> **PROBLEM DESCRIPTION**: Your answer should hold exactly the lines from the one with "the football glove" through the final line of the data below, reproduced as written.

BEGIN RECORDS TO USE

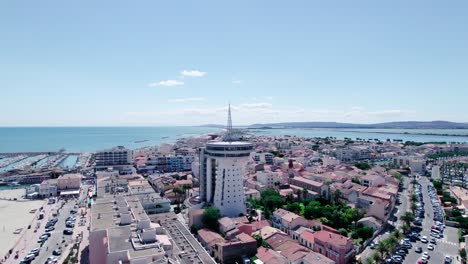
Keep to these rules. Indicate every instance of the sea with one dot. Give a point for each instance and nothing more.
(89, 139)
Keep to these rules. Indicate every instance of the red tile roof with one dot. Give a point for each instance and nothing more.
(331, 238)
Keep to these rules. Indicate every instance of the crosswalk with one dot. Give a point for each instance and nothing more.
(446, 242)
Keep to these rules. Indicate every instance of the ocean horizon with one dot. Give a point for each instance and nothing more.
(90, 139)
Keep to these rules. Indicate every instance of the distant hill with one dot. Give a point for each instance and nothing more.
(394, 125)
(213, 125)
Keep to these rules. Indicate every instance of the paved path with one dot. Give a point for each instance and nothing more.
(448, 245)
(394, 220)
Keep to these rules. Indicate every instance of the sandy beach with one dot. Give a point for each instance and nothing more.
(14, 215)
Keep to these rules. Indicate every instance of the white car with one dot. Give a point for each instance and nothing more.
(430, 247)
(35, 251)
(426, 255)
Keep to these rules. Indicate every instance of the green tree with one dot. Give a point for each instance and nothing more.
(407, 218)
(398, 176)
(178, 193)
(260, 241)
(271, 200)
(362, 165)
(335, 197)
(383, 248)
(377, 257)
(294, 207)
(210, 218)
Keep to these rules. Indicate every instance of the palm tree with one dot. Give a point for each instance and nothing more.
(186, 188)
(336, 196)
(397, 234)
(407, 218)
(377, 257)
(383, 247)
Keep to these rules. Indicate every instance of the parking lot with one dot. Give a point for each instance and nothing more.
(57, 231)
(430, 241)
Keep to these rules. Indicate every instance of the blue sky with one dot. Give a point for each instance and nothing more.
(104, 63)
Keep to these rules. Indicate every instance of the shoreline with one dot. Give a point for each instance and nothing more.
(15, 215)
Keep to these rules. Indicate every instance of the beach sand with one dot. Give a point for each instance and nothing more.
(11, 194)
(13, 215)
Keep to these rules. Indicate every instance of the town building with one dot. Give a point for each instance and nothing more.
(416, 164)
(117, 157)
(121, 231)
(336, 247)
(222, 166)
(169, 163)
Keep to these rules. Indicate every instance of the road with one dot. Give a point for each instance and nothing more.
(394, 219)
(448, 245)
(57, 238)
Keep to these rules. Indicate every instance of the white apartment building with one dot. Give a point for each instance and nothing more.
(435, 173)
(170, 163)
(115, 157)
(416, 164)
(268, 178)
(222, 166)
(265, 158)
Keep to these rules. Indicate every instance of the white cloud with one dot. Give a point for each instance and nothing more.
(265, 112)
(254, 106)
(183, 100)
(192, 73)
(167, 83)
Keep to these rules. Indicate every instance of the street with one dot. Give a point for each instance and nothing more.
(57, 240)
(448, 245)
(394, 220)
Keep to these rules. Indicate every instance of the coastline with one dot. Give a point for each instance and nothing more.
(15, 215)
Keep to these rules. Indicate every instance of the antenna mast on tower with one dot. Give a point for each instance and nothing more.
(229, 126)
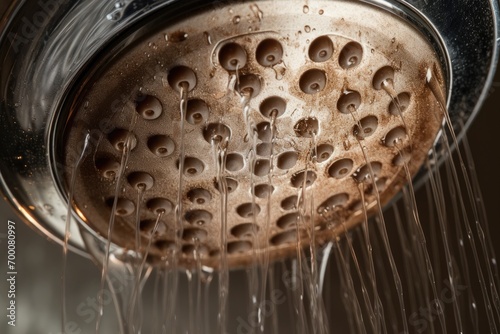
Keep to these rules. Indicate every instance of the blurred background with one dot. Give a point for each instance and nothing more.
(39, 261)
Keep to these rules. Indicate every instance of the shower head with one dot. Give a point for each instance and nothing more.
(280, 98)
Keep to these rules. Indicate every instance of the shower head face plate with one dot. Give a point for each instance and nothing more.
(325, 75)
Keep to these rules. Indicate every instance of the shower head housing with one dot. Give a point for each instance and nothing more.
(314, 107)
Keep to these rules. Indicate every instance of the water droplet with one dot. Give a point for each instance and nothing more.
(256, 10)
(208, 37)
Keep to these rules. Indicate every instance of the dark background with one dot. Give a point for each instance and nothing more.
(39, 261)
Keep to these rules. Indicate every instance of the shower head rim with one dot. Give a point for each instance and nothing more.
(6, 186)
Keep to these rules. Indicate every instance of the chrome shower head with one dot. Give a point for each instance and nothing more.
(330, 87)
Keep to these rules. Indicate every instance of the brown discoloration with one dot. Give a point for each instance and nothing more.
(142, 68)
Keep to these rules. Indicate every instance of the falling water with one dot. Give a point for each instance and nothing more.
(363, 263)
(127, 146)
(67, 227)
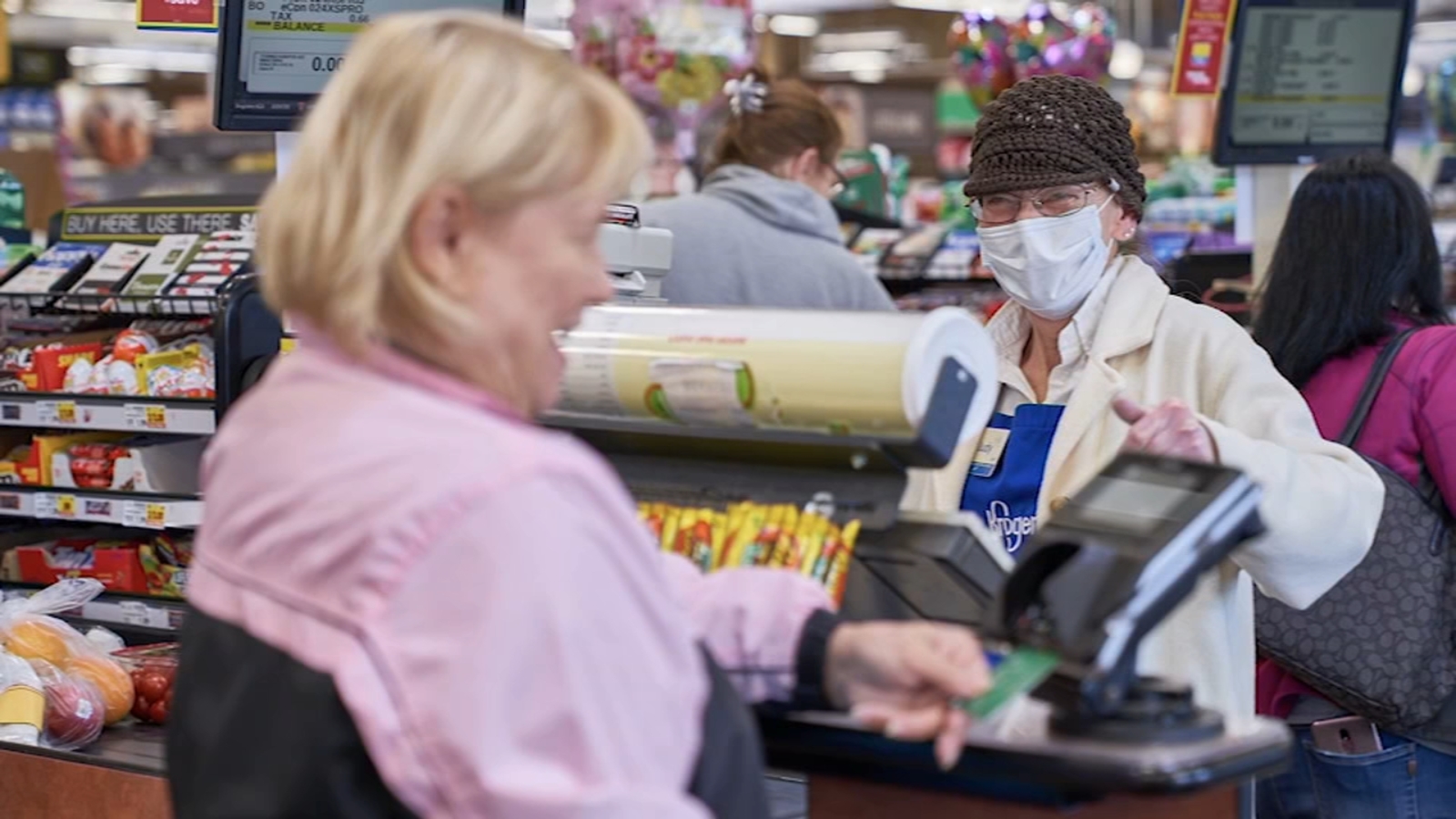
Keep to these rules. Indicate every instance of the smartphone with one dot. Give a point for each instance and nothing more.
(1346, 734)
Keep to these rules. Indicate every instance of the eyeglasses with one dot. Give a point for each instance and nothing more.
(1002, 208)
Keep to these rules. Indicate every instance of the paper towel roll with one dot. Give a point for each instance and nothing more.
(864, 373)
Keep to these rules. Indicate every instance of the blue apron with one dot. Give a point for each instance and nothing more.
(1006, 497)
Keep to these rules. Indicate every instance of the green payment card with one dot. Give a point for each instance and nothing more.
(1019, 672)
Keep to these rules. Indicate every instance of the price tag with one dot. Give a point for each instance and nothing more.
(44, 506)
(137, 515)
(48, 413)
(146, 416)
(135, 612)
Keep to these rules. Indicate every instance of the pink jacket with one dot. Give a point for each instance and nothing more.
(502, 632)
(1412, 421)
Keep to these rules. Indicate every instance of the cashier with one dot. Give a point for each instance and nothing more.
(411, 599)
(1097, 356)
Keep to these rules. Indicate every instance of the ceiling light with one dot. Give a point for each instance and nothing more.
(794, 25)
(1414, 80)
(142, 58)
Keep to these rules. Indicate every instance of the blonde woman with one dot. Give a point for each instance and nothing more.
(411, 601)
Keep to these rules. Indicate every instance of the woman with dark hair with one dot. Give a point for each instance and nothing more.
(762, 230)
(1097, 356)
(1354, 267)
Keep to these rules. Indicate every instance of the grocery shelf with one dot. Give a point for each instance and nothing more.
(116, 305)
(159, 615)
(118, 413)
(130, 746)
(133, 511)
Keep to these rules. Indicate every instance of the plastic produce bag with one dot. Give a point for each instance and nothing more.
(22, 702)
(153, 672)
(29, 632)
(75, 710)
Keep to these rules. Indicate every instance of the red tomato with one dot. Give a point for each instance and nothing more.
(153, 687)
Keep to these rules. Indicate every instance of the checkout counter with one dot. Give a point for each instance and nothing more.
(705, 409)
(713, 407)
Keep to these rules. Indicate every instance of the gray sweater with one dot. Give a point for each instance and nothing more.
(753, 239)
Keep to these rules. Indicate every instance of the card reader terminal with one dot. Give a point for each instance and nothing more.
(1104, 571)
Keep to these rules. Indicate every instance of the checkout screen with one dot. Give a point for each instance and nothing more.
(1130, 506)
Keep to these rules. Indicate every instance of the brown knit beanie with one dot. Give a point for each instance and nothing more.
(1055, 130)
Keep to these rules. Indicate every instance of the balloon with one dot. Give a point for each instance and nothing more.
(676, 57)
(979, 55)
(594, 31)
(1041, 43)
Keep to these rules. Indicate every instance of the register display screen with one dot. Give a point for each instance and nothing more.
(276, 56)
(1128, 506)
(1312, 79)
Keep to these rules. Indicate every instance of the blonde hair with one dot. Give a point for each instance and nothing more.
(429, 99)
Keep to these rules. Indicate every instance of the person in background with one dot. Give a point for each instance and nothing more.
(762, 230)
(1097, 356)
(411, 599)
(1354, 266)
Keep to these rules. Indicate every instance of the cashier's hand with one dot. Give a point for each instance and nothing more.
(902, 678)
(1169, 429)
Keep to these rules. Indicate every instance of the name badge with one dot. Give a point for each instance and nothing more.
(989, 452)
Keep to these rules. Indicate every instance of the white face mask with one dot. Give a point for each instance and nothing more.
(1048, 264)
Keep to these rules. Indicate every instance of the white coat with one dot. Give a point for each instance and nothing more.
(1321, 501)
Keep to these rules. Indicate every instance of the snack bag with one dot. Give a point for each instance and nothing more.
(29, 632)
(75, 710)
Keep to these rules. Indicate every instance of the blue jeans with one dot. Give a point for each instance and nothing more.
(1401, 782)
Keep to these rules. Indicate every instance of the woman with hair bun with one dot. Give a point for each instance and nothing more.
(762, 230)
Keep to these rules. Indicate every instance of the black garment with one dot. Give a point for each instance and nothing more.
(257, 734)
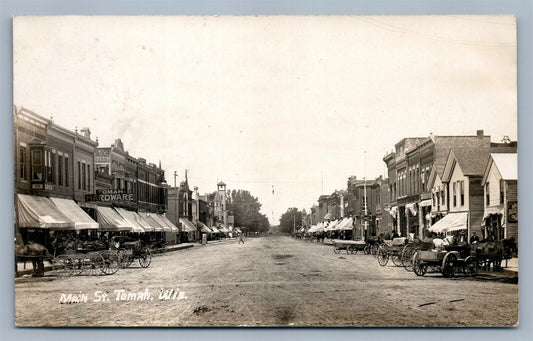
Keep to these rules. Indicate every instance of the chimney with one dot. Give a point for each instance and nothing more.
(85, 132)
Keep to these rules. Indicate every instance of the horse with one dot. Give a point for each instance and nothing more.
(494, 251)
(36, 252)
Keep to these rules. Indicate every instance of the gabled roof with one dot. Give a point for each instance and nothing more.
(443, 145)
(471, 161)
(506, 164)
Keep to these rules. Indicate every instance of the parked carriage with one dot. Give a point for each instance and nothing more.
(391, 250)
(351, 246)
(448, 261)
(129, 249)
(86, 258)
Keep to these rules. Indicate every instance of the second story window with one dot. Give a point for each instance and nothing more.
(37, 165)
(455, 194)
(22, 163)
(502, 195)
(462, 184)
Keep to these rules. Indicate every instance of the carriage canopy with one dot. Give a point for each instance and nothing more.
(451, 222)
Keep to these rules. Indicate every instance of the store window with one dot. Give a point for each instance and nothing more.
(502, 196)
(66, 172)
(60, 170)
(37, 165)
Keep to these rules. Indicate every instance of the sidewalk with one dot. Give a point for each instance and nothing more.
(27, 269)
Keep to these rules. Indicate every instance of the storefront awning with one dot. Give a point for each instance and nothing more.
(110, 220)
(163, 224)
(40, 212)
(134, 219)
(168, 223)
(425, 203)
(204, 228)
(451, 222)
(73, 212)
(393, 211)
(348, 225)
(332, 225)
(411, 208)
(187, 225)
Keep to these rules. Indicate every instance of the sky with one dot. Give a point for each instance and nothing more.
(294, 103)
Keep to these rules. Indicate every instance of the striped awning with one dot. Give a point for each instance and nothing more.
(148, 217)
(110, 220)
(451, 222)
(132, 217)
(187, 225)
(168, 223)
(41, 212)
(73, 212)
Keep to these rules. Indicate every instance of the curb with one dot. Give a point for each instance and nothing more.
(154, 252)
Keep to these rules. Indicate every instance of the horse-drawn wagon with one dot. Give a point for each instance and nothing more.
(129, 250)
(448, 261)
(351, 246)
(392, 250)
(86, 258)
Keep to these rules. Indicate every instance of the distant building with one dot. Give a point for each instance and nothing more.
(500, 197)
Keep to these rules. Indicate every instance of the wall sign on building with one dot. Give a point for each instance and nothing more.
(111, 195)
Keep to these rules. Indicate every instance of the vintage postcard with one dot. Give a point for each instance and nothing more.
(321, 171)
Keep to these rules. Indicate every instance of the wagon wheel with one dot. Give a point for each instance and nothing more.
(396, 259)
(76, 266)
(145, 257)
(471, 266)
(407, 258)
(419, 268)
(92, 264)
(448, 265)
(374, 250)
(125, 259)
(112, 262)
(383, 256)
(62, 265)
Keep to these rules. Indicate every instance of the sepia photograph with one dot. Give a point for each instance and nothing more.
(265, 171)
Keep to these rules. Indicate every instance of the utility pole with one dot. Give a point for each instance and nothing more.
(176, 190)
(322, 177)
(366, 204)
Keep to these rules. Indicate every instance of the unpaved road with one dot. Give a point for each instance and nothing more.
(275, 281)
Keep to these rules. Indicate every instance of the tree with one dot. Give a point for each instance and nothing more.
(290, 221)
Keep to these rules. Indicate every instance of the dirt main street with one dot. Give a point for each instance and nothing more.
(274, 281)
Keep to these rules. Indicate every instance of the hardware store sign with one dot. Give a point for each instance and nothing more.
(111, 195)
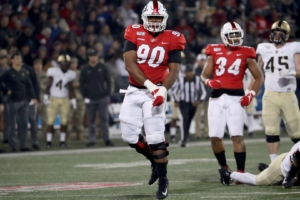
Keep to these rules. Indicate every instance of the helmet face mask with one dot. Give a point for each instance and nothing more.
(64, 62)
(154, 17)
(280, 32)
(232, 34)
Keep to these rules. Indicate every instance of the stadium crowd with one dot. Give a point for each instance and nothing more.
(44, 29)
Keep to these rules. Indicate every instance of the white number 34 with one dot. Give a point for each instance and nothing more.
(233, 69)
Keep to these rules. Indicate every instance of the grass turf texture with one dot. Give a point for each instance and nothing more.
(192, 172)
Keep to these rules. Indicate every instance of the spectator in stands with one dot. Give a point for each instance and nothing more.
(32, 117)
(18, 82)
(3, 68)
(42, 82)
(76, 116)
(95, 86)
(81, 55)
(186, 30)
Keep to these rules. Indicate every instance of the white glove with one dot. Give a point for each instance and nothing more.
(286, 72)
(87, 100)
(46, 99)
(151, 87)
(73, 103)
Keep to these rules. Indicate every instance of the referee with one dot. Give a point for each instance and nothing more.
(17, 81)
(188, 92)
(95, 87)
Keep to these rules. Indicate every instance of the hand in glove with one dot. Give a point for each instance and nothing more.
(151, 87)
(46, 100)
(214, 84)
(246, 100)
(159, 97)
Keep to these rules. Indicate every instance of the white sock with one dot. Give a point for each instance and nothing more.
(62, 137)
(49, 137)
(173, 131)
(273, 156)
(250, 122)
(246, 177)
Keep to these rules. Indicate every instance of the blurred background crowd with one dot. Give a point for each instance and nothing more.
(44, 29)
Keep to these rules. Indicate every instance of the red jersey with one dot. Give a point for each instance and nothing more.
(153, 52)
(230, 65)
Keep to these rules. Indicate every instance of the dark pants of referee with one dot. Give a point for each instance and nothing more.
(18, 112)
(187, 111)
(98, 107)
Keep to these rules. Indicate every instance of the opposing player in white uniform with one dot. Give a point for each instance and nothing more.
(250, 109)
(280, 61)
(58, 92)
(284, 168)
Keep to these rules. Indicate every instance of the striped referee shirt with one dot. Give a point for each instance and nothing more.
(188, 91)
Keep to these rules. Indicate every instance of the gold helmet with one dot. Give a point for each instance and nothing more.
(64, 59)
(282, 26)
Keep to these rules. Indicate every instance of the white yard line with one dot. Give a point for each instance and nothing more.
(124, 148)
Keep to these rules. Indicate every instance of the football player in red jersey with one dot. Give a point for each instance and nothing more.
(152, 59)
(224, 71)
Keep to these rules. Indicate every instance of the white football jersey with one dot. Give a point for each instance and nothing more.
(286, 163)
(59, 87)
(275, 60)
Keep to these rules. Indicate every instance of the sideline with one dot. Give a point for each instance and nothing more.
(124, 148)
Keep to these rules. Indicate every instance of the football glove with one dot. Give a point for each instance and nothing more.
(73, 103)
(286, 72)
(159, 97)
(87, 100)
(151, 87)
(214, 84)
(246, 100)
(46, 99)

END RECORDS TO USE

> **OUTPUT OF THE TASK**:
Keep to these rules. Indicate every instance of the football glove with one dot. Give a point for each instance and nothing more.
(73, 103)
(286, 72)
(159, 97)
(87, 100)
(151, 87)
(214, 84)
(246, 100)
(46, 99)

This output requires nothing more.